## To do
#1 Answer these questions from the Krimbill biography:
(a) What kind of company is Seminole Energy Services, LLC?
(b) In what year did Mr. Krimbill join Heritage Propane Partners, L.P.?
(c) Which entity was the general partner of Energy Transfer Partners?
#2 In the rows, switch "photograph" to "image" from the start of the rows through the line with "x=163 y=173", and write those lines out with nothing else changed. Omit the pictures.

## Source extract
H. Michael Krimbill has served as a director of our general partner since August 2007. Mr.
Krimbill has served as a director of Seminole Energy Services, LLC, a privately held natural gas
marketing company, from November 2007 to February 5, 2010. Mr. Krimbill was the president and chief
financial officer of Energy Transfer Partners, L.P. from 2004 until his resignation in January
2007. Mr. Krimbill joined Heritage Propane Partners, L.P. (the predecessor of Energy Transfer
Partners) as vice president and chief financial officer in 1990. Mr. Krimbill served as president
of Heritage from 1999 to 2004 and as president and chief executive officer of Heritage from 2000 to
2005. Mr. Krimbill also served as a director of Energy Transfer Equity, the general partner of
Energy Transfer Partners from 2000 to January 2007.

## Material for the task
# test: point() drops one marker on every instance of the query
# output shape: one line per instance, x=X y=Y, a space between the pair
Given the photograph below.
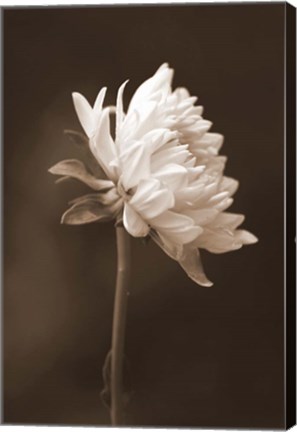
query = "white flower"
x=163 y=173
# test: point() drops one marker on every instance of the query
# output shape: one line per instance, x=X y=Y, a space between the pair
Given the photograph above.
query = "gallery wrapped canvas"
x=122 y=306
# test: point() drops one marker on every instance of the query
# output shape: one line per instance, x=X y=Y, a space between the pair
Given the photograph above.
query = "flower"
x=162 y=173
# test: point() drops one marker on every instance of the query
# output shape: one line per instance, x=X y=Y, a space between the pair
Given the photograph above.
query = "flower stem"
x=119 y=323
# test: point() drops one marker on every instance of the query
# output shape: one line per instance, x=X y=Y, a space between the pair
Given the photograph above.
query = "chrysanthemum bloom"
x=162 y=173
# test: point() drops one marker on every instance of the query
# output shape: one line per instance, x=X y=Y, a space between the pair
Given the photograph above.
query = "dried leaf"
x=90 y=210
x=191 y=263
x=82 y=143
x=76 y=169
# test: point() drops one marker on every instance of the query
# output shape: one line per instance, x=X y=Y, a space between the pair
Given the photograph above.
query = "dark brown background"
x=209 y=357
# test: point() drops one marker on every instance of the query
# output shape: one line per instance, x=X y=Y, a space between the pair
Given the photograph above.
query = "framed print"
x=149 y=194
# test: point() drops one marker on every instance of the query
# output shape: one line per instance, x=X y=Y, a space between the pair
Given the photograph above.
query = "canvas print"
x=144 y=195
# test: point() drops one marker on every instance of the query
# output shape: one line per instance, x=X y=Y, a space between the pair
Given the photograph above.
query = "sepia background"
x=208 y=357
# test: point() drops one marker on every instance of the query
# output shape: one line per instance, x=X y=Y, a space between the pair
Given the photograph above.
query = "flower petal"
x=99 y=100
x=102 y=145
x=176 y=227
x=245 y=237
x=133 y=223
x=135 y=165
x=119 y=107
x=174 y=176
x=153 y=204
x=84 y=112
x=159 y=82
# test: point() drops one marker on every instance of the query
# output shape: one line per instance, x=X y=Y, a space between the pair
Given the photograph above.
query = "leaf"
x=89 y=210
x=187 y=256
x=192 y=264
x=82 y=142
x=76 y=169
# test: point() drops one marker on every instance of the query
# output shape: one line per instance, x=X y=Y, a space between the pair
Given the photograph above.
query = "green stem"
x=119 y=324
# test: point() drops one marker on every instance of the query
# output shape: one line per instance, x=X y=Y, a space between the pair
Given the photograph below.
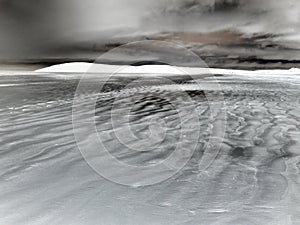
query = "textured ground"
x=252 y=179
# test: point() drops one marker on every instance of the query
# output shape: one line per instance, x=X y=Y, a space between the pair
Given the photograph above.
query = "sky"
x=33 y=26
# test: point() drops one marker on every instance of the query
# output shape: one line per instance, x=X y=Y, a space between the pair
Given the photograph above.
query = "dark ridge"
x=142 y=63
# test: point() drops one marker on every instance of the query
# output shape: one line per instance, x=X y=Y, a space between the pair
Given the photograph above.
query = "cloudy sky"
x=39 y=25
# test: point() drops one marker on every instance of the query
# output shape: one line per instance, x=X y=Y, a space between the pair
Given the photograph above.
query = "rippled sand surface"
x=252 y=179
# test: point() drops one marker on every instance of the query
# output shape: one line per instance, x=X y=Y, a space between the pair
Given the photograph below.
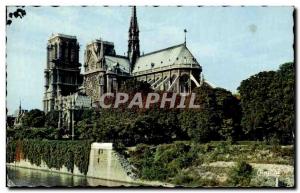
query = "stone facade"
x=172 y=69
x=62 y=73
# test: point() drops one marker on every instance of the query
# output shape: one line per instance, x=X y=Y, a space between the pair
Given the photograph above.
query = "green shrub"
x=241 y=174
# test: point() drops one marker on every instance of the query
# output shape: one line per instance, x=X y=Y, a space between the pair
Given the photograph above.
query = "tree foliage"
x=268 y=104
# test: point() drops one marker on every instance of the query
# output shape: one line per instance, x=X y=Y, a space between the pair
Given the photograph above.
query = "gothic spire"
x=133 y=42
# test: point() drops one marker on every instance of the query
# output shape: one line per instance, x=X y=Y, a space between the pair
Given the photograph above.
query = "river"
x=23 y=177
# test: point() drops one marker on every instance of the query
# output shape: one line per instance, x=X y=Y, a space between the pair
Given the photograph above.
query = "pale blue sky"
x=231 y=43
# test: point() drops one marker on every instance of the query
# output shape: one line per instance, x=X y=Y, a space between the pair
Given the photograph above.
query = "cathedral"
x=172 y=69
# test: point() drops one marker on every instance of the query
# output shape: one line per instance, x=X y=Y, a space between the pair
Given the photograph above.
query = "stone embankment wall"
x=104 y=163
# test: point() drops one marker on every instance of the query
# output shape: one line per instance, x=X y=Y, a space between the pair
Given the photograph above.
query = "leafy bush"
x=241 y=174
x=66 y=153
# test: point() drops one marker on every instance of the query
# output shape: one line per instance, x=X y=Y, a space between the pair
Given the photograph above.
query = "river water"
x=23 y=177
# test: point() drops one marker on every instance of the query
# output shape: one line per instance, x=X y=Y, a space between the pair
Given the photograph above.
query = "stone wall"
x=104 y=164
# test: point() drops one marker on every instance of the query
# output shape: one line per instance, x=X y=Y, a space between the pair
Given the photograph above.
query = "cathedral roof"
x=121 y=61
x=175 y=55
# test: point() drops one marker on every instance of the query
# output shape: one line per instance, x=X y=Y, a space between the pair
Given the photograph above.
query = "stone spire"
x=133 y=42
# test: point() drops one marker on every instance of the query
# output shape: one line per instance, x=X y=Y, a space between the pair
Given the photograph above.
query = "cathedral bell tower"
x=133 y=42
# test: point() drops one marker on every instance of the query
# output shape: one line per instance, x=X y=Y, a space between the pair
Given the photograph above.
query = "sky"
x=230 y=43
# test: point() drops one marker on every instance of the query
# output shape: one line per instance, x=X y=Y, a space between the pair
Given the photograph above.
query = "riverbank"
x=216 y=164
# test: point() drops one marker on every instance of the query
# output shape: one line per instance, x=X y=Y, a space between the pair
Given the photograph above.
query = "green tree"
x=268 y=104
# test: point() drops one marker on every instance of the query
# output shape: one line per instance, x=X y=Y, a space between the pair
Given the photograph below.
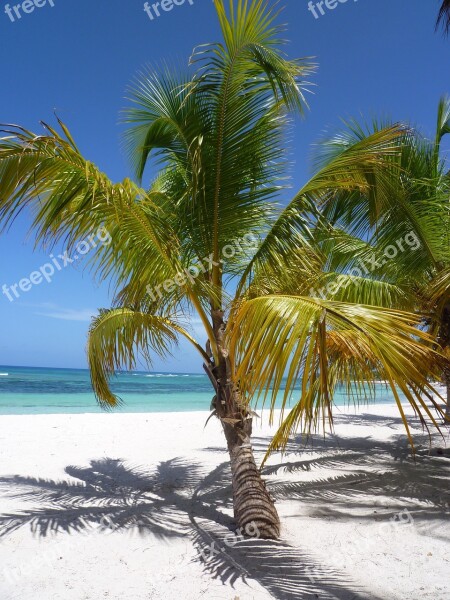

## The solutions
#1
(a) A privately held natural gas marketing company.
(b) 1990.
(c) Energy Transfer Equity.

#2
# test: point() drops one marker on every instance of the query
# output shape: one line per instance, x=X y=Y, a space between the pair
Given the image below.
query = "white flower"
x=163 y=173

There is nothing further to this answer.